### Passage given:
Begin
# my little hedgehog - lots of photos



## emzybabe (Jun 30, 2009)

Hey guys just thought you'd like an update on my hedgehog (still not decided if I should re-name her), shes doing great is very confident runs like mad and its such an honor to have her.

Finally the bonding pouch I ordered arrived and we couldnt wait to check it out.

having a sniff









going in









her butt









seal of approval - a big grin









charging round the sofa - a favorite past time 









through the loop...


----------



## Guest (Dec 5, 2011)

Awww lil cutie, you want to come live with me right??


----------



## retepwaker (Dec 5, 2011)

How seed hedgehog aren't cuddly


----------



## Guest (Dec 5, 2011)

retepwaker said:


> How seed hedgehog aren't cuddly


huh?  I'm a bit confused :lol:


----------



## Sarah+Hammies (Jul 20, 2009)

retepwaker said:


> How seed hedgehog aren't cuddly


:001_huh:  I'm confused.....

btw emzy she is such a cutie 

My hog is going through a huffy stage at the moment  I think its the weather change or something :001_huh:


----------



## emzybabe (Jun 30, 2009)

thanks guys, she really is lovely. 

She can be little sleepy if I get her out when the house isnt boiling hot, she is also quilling at the min but she seems to enjoy a good bath


----------



## emzybabe (Jun 30, 2009)

Oh I just thought I would add some points for anyone thinking of getting a little hog. 

They tread in their own poop which means they need regular foot washes unless you want them to drop poo particles all over you, your clothes, carpet and sofa.

Their poo is like mini cat poo, I dont think it smells quite as bad but every morning I clean her out so that my lounge doesnt smell throughout the day. 

They can also get a little musty so need occasional all over bath followed by a good drying time.

Running on their wheel most of the night means they are noisy, I have her in my lounge next to my bedroom and can hear her, luckily I sleep pretty heavy. 

They like it very warm, I find she doesnt appreciate coming out for run around if my house is only around the 18-20C mark, she likes it much hotter and her temperament is much better for this. This has resulted in my skin getting quite dry. 

They like meaty food as I'm a veggie it means I now have a stock of meaty bits throughout my kitchen just to keep her happy


----------



## OctodonDegus (Nov 30, 2011)

I didn't even know you could keep hedgehogs as pets! aww I want one  Do you get them millworms and crickets to eat?


----------



## Nico0laGouldsmith (Apr 23, 2011)

emzybabe said:


> Oh I just thought I would add some points for anyone thinking of getting a little hog.
> 
> They tread in their own poop which means they need regular foot washes unless you want them to drop poo particles all over you, your clothes, carpet and sofa.
> 
> ...


can't you use a reptile heat pad and/or ceramic bulb to keep your hedgie warm without having to be really warm yourself? that's what I do. . . . it's good because it means I don't have to leave the heating on when we're out but yet the hedgie is lovely and warm  . . . my hedgie has a nice warm floor because of the heat pad underneath and he has a ceramic heat bulb above to keep the environment generally warm. . . he seems really happy with this and they're both on thermostats so I know they will turn off if it gets too warm and come on if it gets too cold 

it works out a lot cheaper than leaving the heating on


----------



## emzybabe (Jun 30, 2009)
End
### Supplied entries:
Begin
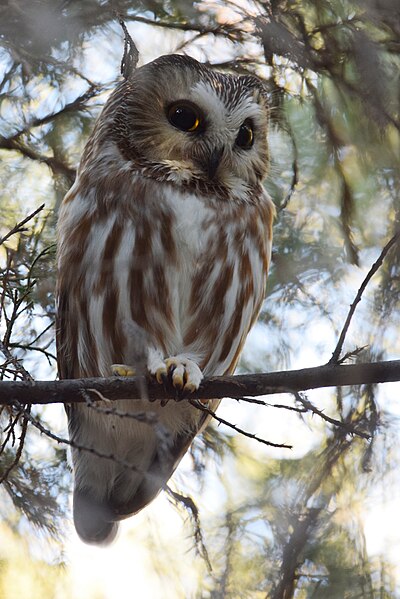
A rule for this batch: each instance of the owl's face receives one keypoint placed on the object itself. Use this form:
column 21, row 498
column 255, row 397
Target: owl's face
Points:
column 193, row 125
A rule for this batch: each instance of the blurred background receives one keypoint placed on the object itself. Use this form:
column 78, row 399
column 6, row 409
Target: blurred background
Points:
column 320, row 520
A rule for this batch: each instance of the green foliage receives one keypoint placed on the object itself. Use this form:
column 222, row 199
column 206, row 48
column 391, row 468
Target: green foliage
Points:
column 284, row 525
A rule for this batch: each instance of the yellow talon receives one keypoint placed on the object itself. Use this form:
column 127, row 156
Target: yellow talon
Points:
column 122, row 370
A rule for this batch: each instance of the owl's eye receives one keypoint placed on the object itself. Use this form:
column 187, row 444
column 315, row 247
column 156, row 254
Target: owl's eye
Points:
column 184, row 117
column 245, row 137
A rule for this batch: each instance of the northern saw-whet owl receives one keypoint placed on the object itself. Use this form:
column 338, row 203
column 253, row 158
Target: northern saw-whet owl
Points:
column 164, row 243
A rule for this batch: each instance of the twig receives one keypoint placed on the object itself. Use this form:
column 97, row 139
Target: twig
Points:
column 348, row 428
column 329, row 375
column 193, row 510
column 18, row 454
column 74, row 444
column 19, row 227
column 377, row 264
column 204, row 408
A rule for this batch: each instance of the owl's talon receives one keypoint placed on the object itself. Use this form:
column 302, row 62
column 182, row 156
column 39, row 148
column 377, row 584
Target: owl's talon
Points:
column 122, row 370
column 181, row 373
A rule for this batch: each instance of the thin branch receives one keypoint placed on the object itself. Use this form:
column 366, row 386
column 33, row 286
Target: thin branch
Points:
column 374, row 268
column 107, row 456
column 19, row 227
column 348, row 428
column 192, row 509
column 203, row 408
column 18, row 454
column 114, row 388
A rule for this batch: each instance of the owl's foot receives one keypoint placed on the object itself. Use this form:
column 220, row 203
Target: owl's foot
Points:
column 122, row 370
column 182, row 373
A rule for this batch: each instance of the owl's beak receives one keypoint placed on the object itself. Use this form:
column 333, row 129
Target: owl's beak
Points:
column 213, row 162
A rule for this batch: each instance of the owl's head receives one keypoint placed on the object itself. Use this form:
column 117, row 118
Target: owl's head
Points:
column 183, row 122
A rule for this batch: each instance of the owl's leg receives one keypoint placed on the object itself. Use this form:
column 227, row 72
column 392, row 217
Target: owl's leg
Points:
column 123, row 370
column 183, row 373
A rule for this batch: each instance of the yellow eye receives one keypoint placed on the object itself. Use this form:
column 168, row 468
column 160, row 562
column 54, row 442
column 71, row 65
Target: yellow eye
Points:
column 183, row 117
column 245, row 137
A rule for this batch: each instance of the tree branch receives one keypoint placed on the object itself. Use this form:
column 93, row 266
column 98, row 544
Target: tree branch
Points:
column 113, row 388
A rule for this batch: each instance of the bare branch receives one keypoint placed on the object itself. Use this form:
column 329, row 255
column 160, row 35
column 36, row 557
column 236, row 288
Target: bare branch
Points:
column 203, row 408
column 114, row 388
column 374, row 268
column 19, row 227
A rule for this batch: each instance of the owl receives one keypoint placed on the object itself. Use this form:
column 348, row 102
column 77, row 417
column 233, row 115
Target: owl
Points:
column 164, row 243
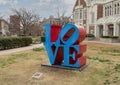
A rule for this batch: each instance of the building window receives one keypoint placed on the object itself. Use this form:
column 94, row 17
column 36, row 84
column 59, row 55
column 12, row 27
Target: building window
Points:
column 80, row 14
column 92, row 17
column 110, row 10
column 105, row 11
column 115, row 9
column 85, row 14
column 118, row 8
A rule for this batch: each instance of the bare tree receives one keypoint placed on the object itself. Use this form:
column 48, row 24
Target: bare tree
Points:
column 60, row 10
column 27, row 18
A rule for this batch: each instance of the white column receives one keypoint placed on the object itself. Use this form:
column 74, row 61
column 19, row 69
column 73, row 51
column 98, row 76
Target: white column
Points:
column 116, row 30
column 96, row 33
column 105, row 30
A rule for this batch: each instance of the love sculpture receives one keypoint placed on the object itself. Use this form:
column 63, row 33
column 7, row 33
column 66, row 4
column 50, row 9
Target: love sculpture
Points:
column 63, row 45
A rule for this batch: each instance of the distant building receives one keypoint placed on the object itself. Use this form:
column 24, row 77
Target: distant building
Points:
column 4, row 28
column 59, row 21
column 14, row 25
column 99, row 17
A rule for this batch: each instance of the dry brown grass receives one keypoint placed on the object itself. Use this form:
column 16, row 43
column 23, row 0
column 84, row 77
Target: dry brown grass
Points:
column 103, row 69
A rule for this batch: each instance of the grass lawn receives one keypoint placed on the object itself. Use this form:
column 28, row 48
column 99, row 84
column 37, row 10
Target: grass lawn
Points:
column 103, row 69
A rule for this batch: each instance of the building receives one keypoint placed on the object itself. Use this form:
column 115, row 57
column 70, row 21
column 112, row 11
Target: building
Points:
column 14, row 25
column 59, row 21
column 99, row 17
column 109, row 24
column 4, row 28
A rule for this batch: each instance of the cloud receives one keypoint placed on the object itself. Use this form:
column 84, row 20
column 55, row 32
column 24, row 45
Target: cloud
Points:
column 69, row 1
column 5, row 2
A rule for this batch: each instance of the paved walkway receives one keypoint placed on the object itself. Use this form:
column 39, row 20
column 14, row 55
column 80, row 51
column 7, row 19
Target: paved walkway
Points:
column 10, row 51
column 103, row 42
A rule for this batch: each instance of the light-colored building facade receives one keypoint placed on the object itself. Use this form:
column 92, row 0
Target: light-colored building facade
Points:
column 4, row 28
column 99, row 17
column 59, row 21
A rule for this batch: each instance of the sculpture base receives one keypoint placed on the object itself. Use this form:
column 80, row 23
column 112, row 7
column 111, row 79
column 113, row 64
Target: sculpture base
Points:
column 63, row 67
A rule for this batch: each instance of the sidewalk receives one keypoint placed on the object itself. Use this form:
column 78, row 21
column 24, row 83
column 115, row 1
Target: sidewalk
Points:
column 102, row 42
column 10, row 51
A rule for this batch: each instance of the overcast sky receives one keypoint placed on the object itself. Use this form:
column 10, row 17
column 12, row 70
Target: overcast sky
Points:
column 44, row 8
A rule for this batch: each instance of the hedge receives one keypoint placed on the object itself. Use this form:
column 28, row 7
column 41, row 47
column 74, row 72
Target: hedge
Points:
column 90, row 35
column 113, row 37
column 14, row 42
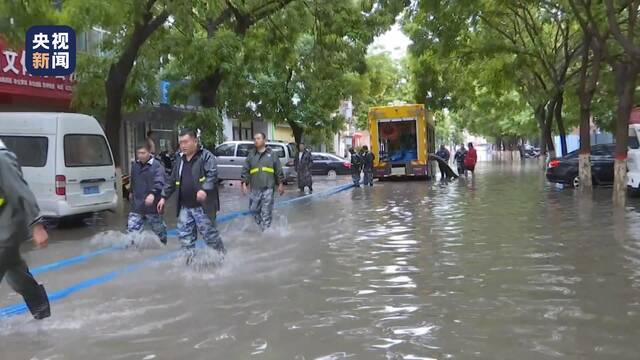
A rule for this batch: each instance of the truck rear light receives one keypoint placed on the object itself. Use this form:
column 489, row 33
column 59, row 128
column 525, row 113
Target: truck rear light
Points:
column 61, row 185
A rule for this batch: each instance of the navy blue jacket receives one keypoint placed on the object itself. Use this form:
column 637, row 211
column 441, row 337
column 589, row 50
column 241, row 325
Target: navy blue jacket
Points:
column 18, row 206
column 146, row 179
column 205, row 174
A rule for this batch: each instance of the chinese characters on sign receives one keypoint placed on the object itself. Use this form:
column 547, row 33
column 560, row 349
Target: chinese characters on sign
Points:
column 14, row 78
column 50, row 50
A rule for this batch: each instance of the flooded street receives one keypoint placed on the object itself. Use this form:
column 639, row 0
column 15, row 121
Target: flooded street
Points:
column 500, row 266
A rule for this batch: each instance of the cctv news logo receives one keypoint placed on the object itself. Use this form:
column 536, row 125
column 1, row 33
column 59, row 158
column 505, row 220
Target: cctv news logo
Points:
column 50, row 50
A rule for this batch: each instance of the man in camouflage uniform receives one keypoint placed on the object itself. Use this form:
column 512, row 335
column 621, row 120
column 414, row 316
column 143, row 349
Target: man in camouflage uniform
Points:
column 261, row 173
column 367, row 165
column 20, row 220
column 147, row 182
column 195, row 178
column 356, row 167
column 303, row 168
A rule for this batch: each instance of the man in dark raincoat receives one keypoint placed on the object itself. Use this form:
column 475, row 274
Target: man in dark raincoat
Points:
column 19, row 221
column 356, row 167
column 195, row 178
column 367, row 165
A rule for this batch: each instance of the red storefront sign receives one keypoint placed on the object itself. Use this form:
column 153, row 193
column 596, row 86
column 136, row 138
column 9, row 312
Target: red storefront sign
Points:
column 14, row 79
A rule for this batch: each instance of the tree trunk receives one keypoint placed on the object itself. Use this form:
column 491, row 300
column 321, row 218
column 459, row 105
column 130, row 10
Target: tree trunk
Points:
column 625, row 79
column 209, row 89
column 560, row 122
column 551, row 149
column 540, row 116
column 298, row 131
column 119, row 73
column 586, row 89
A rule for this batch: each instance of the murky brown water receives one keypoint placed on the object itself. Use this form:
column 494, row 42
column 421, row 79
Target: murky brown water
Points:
column 502, row 266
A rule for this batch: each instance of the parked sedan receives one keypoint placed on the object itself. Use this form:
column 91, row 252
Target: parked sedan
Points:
column 564, row 170
column 328, row 164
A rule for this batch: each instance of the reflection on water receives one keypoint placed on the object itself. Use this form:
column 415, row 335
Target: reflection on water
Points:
column 500, row 266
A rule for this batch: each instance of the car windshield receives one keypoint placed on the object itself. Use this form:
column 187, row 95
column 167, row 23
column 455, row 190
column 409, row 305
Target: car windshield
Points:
column 243, row 149
column 278, row 149
column 573, row 154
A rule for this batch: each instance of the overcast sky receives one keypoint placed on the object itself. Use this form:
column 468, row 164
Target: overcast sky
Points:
column 393, row 41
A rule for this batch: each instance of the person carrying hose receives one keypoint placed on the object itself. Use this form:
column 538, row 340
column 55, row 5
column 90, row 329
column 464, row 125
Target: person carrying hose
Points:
column 261, row 173
column 20, row 220
column 195, row 178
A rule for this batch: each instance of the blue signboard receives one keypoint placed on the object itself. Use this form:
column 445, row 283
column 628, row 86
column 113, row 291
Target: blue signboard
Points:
column 50, row 50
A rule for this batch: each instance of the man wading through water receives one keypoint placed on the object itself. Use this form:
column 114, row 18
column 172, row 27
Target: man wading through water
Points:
column 261, row 173
column 19, row 220
column 195, row 177
column 147, row 182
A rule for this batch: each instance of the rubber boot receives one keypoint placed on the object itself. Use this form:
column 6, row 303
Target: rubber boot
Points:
column 39, row 307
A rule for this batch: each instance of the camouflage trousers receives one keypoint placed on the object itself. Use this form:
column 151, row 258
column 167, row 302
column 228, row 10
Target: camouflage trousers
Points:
column 368, row 177
column 135, row 223
column 356, row 178
column 261, row 206
column 194, row 220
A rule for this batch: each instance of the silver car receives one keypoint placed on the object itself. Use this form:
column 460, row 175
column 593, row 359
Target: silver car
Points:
column 231, row 156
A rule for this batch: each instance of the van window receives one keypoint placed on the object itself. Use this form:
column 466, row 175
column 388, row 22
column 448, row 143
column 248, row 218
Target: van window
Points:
column 225, row 150
column 84, row 150
column 278, row 149
column 30, row 150
column 243, row 149
column 293, row 151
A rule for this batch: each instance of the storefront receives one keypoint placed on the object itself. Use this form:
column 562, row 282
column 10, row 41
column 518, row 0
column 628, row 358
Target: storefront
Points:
column 20, row 91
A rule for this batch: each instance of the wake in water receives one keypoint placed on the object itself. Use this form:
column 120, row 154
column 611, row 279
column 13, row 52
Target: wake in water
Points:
column 142, row 240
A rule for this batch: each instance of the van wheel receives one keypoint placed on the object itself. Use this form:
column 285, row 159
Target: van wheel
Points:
column 576, row 181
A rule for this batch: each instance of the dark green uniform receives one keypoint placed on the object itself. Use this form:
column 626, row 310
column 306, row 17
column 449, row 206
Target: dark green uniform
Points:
column 262, row 172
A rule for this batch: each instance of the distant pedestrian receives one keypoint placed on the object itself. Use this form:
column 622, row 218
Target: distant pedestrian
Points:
column 147, row 182
column 444, row 154
column 303, row 164
column 470, row 159
column 461, row 153
column 356, row 167
column 195, row 178
column 261, row 174
column 151, row 142
column 20, row 220
column 367, row 165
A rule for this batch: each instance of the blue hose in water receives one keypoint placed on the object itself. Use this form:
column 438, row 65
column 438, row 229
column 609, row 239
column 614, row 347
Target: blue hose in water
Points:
column 21, row 308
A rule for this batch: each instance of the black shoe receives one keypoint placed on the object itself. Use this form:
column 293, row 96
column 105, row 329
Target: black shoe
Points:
column 190, row 254
column 39, row 307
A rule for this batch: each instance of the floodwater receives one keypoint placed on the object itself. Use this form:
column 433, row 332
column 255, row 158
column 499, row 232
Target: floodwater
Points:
column 500, row 266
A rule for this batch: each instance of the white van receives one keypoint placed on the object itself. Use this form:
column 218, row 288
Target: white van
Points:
column 66, row 160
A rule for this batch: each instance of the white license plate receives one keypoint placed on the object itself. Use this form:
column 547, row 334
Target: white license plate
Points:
column 91, row 190
column 398, row 171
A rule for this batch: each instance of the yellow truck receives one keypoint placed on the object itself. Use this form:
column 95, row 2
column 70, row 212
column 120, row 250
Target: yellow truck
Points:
column 402, row 136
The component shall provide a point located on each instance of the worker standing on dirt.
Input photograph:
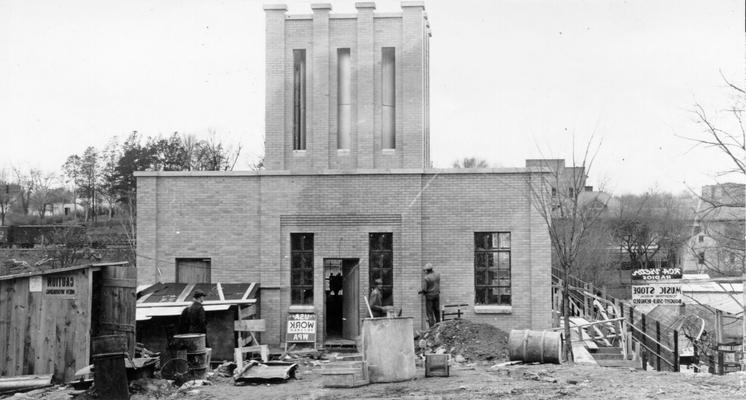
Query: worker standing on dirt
(431, 290)
(376, 299)
(193, 317)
End
### Problems to work on:
1. In the hedgehog forum thread, at what room temperature does emzybabe's hedgehog not appreciate coming out for a run around?
2. Translate this sentence from the hedgehog forum thread into Spanish: "They tread in their own poop which means they need regular foot washes unless you want them to drop poo particles all over you, your clothes, carpet and sofa."
3. Pick up the hedgehog forum thread from where it stops and keep it going.
The records play no part in what comes next.

### Task-by-task answers:
1. Around 18–20C.

2. Pisan su propia caca, lo que significa que necesitan lavados de patas frecuentes, a menos que quieras que dejen caer partículas de caca sobre ti, tu ropa, la alfombra y el sofá.

3.
she has heat mats in her cage, but in the evenings to get the room temperature warm enough for her to have cuddles and run arounds I put the heating up full


----------



## Nico0laGouldsmith (Apr 23, 2011)

emzybabe said:


> she has heat mats in her cage, but in the evenings to get the room temperature warm enough for her to have cuddles and run arounds I put the heating up full


ohhhhhh that makes sense haha  i just put mine inside of my tshirt if it's not as warm as he would like it hahahahaa 

normally when I get him out the heating has been on for a while anyway and he lives in the warmest room in the house 

the part about having to have meat in even though you're vegetarian. . .I had the same problem. . .except I went out of my way to fetch him some cooked chicken when my parents had a roast dinner and he turned his nose up at it!!!! he also turns his nose up at live food, any of the allowed fruits and vegetables. . . he down right refuses to eat anything apart from his mixture of biscuits and dried mealies! silly little fussy thing hahaha


----------



## Nico0laGouldsmith (Apr 23, 2011)

I've tried him so many times on chicken or boiled egg and it's a no go

even though when he was a baby the breeder used to give him boiled egg and he ate it!!!! hahah


----------



## Guest (Dec 6, 2011)

You should get her a Carolina Storm wheel hun, they are so quite all I hear is the pitter patter of Jeremy's feet as he is running


----------



## emzybabe (Jun 30, 2009)

Pets at home do tiny freeze dried chicken pieces in their cat treat section the make is Purely these have been brilliant for taming her


----------



## shetlandlover (Dec 6, 2011)

B3rnie said:


> You should get her a Carolina Storm wheel hun, they are so quite all I hear is the pitter patter of Jeremy's feet as he is running


They certainly are I love Larry's wheels. However, in the quest to find a cheaper option in July at the hedgehog show there was a new hedgehog wheel revealed.
£24 including postage and its made by a good breeder too.
CritterCribs

I got one and well, its so easy to clean I am thinking about replacing all my wheels with them. They are so quite too!


----------



## Guest (Dec 6, 2011)

shetlandlover said:


> They certainly are I love Larry's wheels. However, in the quest to find a cheaper option in July at the hedgehog show there was a new hedgehog wheel revealed.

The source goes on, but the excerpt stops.